(begin)

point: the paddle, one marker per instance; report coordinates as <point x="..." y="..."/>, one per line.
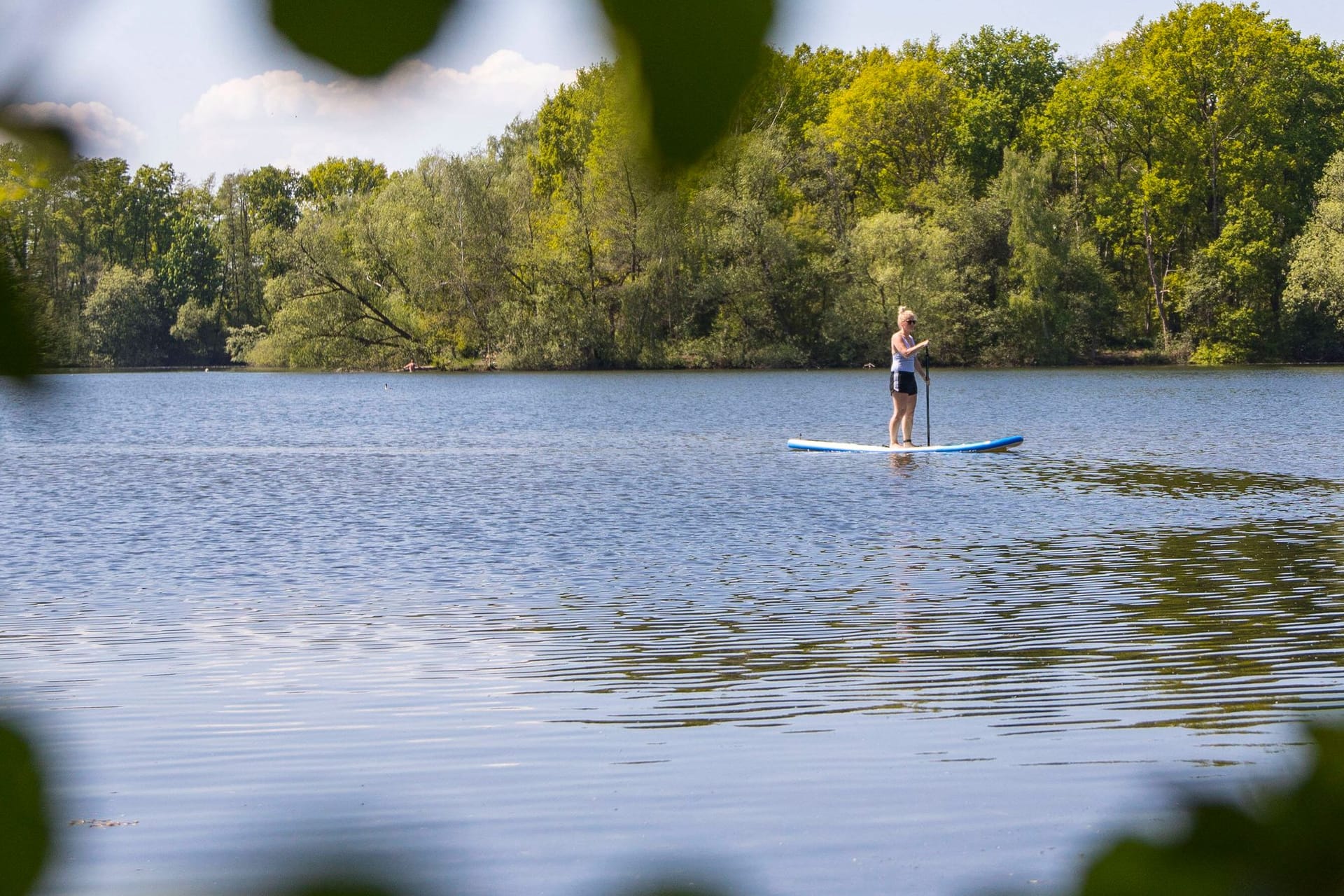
<point x="927" y="426"/>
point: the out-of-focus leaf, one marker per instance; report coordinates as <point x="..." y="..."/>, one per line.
<point x="360" y="36"/>
<point x="50" y="141"/>
<point x="1289" y="843"/>
<point x="19" y="355"/>
<point x="24" y="833"/>
<point x="695" y="58"/>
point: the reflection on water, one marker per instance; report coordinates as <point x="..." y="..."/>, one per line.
<point x="528" y="629"/>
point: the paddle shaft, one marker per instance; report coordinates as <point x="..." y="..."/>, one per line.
<point x="927" y="415"/>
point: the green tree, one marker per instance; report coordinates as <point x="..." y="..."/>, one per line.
<point x="326" y="186"/>
<point x="899" y="258"/>
<point x="1193" y="146"/>
<point x="1007" y="77"/>
<point x="1313" y="301"/>
<point x="127" y="318"/>
<point x="892" y="128"/>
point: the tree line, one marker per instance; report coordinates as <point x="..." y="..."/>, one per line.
<point x="1177" y="195"/>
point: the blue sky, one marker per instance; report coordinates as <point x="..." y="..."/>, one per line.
<point x="202" y="83"/>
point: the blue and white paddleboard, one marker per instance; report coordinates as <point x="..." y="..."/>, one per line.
<point x="993" y="445"/>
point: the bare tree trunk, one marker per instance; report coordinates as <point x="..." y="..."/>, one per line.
<point x="1159" y="280"/>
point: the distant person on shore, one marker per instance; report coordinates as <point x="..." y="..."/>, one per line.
<point x="905" y="365"/>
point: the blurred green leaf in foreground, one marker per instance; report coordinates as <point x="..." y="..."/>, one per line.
<point x="1289" y="843"/>
<point x="695" y="57"/>
<point x="360" y="36"/>
<point x="24" y="832"/>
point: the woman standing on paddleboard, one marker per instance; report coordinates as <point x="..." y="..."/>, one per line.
<point x="905" y="394"/>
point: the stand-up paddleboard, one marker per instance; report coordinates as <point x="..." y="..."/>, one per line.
<point x="993" y="445"/>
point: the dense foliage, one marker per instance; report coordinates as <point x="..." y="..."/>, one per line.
<point x="1170" y="197"/>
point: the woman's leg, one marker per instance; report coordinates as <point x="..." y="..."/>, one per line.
<point x="902" y="415"/>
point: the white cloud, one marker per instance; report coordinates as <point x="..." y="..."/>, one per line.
<point x="283" y="118"/>
<point x="96" y="128"/>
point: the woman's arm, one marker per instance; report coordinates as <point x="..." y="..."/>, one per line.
<point x="902" y="349"/>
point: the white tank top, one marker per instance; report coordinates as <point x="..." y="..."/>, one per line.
<point x="898" y="362"/>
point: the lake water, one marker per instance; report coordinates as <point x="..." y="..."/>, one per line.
<point x="502" y="634"/>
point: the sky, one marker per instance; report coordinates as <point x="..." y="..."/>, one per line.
<point x="206" y="85"/>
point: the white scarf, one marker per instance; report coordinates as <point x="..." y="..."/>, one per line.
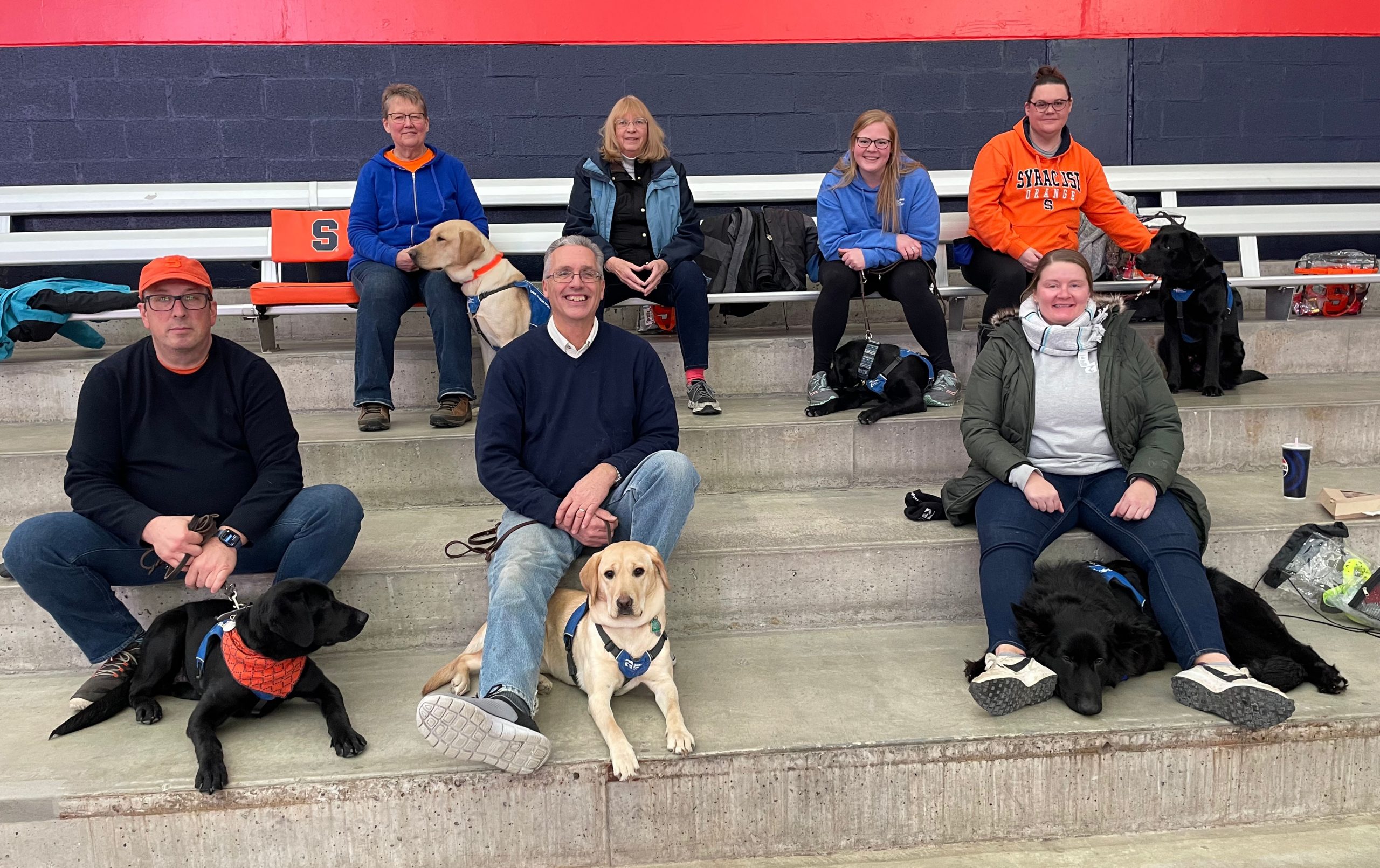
<point x="1077" y="338"/>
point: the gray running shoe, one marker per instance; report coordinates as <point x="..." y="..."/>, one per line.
<point x="944" y="391"/>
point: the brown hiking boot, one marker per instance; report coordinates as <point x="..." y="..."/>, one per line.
<point x="108" y="675"/>
<point x="375" y="417"/>
<point x="452" y="412"/>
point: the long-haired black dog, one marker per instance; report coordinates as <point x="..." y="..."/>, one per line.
<point x="1201" y="348"/>
<point x="889" y="374"/>
<point x="293" y="619"/>
<point x="1095" y="633"/>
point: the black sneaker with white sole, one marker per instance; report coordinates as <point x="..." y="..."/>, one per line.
<point x="496" y="731"/>
<point x="1011" y="682"/>
<point x="1230" y="693"/>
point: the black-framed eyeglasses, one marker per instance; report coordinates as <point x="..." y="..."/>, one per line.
<point x="566" y="275"/>
<point x="191" y="301"/>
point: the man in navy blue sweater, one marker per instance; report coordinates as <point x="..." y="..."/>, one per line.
<point x="577" y="438"/>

(end)

§ **GOAL**
Drop the pictures and reproduce the rest of the entries above exactly.

§ **EXPECTED ANSWER**
point: the paddle, one marker per instance; report coordinates as <point x="..." y="..."/>, one per line.
<point x="927" y="426"/>
point: the out-of-focus leaf, one marker per instance; report coordinates as <point x="..." y="..."/>, one per line.
<point x="360" y="36"/>
<point x="50" y="141"/>
<point x="1289" y="843"/>
<point x="19" y="355"/>
<point x="24" y="833"/>
<point x="695" y="58"/>
point: the reflection on water, one marker per instance; report coordinates as <point x="..." y="..."/>, one per line.
<point x="528" y="629"/>
point: the paddle shaft, one marker per instance; report coordinates as <point x="..." y="..."/>, one per line.
<point x="927" y="415"/>
point: the green tree, one marker per instance; report coordinates as <point x="..." y="..."/>, one per line.
<point x="326" y="186"/>
<point x="899" y="258"/>
<point x="1193" y="146"/>
<point x="1007" y="77"/>
<point x="1313" y="301"/>
<point x="127" y="318"/>
<point x="892" y="128"/>
point: the tree line, one marker per instance; report coordinates as <point x="..." y="..."/>, one per line.
<point x="1177" y="195"/>
point: the blue sky, one marker per instance; report coordinates as <point x="..." y="..."/>, one per line.
<point x="202" y="83"/>
point: the blue and white paddleboard, one marker per instance; report coordinates as <point x="..." y="..."/>, one per line.
<point x="993" y="445"/>
point: the bare tree trunk, one marker per instance; report coordinates as <point x="..." y="..."/>, one per line.
<point x="1159" y="280"/>
point: the distant person on shore, one marker per instance; report coordinates as <point x="..." y="..."/>, one per line.
<point x="905" y="365"/>
point: the blurred green leaf in foreground, one marker per instance; report coordinates as <point x="..." y="..."/>, one per line.
<point x="1289" y="843"/>
<point x="695" y="57"/>
<point x="360" y="36"/>
<point x="24" y="832"/>
point: the woman standing on paddleboard, one marker per instance; report coordinates as <point x="..." y="..."/>, one per line.
<point x="905" y="394"/>
point: the stand-up paddleboard, one marker per instance; report coordinates as <point x="..." y="..."/>, one per line.
<point x="993" y="445"/>
point: the dense foliage, one marker per instance; report coordinates as <point x="..." y="..."/>, one per line.
<point x="1170" y="197"/>
point: the woman's leg, one marker per instance; report coordinates as <point x="..." y="..."/>, one per line.
<point x="902" y="415"/>
point: the white cloud, one marker per instance; report coordinates as <point x="..." y="..."/>, one per line.
<point x="283" y="118"/>
<point x="96" y="128"/>
point: the woman's arm, one marker per instance; report coordinates as <point x="..." y="..."/>, one per line.
<point x="902" y="349"/>
point: the white tank top, one marker per instance; report coordinates as <point x="..." y="..."/>, one per line.
<point x="898" y="362"/>
point: the lake water, one marker per instance; report coordinates as <point x="..." y="..."/>, one per line.
<point x="502" y="634"/>
point: the sky, one marker per instance; report coordinates as <point x="..." y="..."/>, one per line.
<point x="206" y="85"/>
point: the white scarf, one marker per instance; report coordinates as <point x="..." y="..."/>, one per line.
<point x="1077" y="338"/>
point: the gray running shoe, one marker per instance; report coordinates as <point x="..." y="..."/>, one per line.
<point x="944" y="391"/>
point: the brown hiking boot, one marker per instance; report coordinates as <point x="..." y="..."/>, one per line.
<point x="108" y="675"/>
<point x="375" y="417"/>
<point x="452" y="412"/>
point: the long-haired black dog, one marker per instance; report coordinates as <point x="..." y="..."/>, one per line.
<point x="1201" y="348"/>
<point x="889" y="374"/>
<point x="293" y="619"/>
<point x="1095" y="633"/>
point: the black sneaker with white sole, one marker per instance; report coordinates as <point x="..." y="..."/>, one per line.
<point x="496" y="731"/>
<point x="1011" y="682"/>
<point x="1230" y="693"/>
point: the black-framed eyeglasses, one marker per instance; report coordinates as <point x="..." y="..."/>, one per line.
<point x="566" y="275"/>
<point x="191" y="301"/>
point: the man in navy blue sweater, one marker per instance; report coordinates as <point x="..." y="..."/>, one per line.
<point x="577" y="438"/>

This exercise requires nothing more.